• _Task inputs_
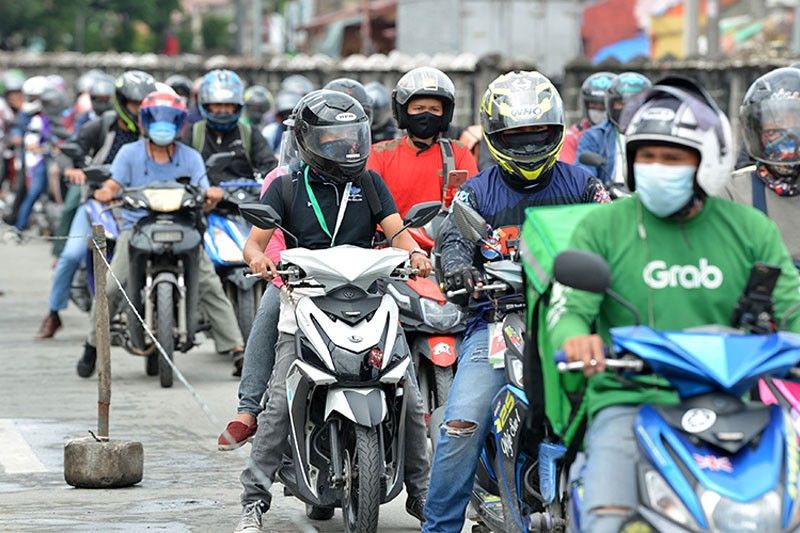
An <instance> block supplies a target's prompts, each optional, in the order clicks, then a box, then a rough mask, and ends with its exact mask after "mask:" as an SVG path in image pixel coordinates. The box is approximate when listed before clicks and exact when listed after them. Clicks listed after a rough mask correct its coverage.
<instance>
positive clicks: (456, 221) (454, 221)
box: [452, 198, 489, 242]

--

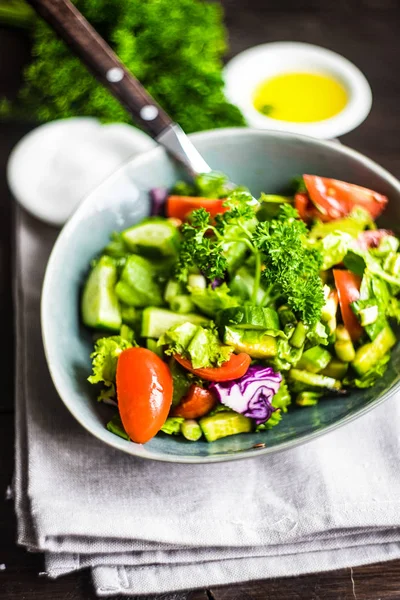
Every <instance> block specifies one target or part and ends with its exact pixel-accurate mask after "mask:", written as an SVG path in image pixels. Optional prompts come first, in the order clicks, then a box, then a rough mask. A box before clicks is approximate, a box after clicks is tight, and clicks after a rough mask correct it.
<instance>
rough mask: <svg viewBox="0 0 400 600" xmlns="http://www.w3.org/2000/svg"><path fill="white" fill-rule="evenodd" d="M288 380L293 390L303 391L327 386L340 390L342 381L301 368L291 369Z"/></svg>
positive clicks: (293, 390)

• _What the task requires_
Of the lines above, count those containing the word "path", and give the number by itself.

• _Response_
3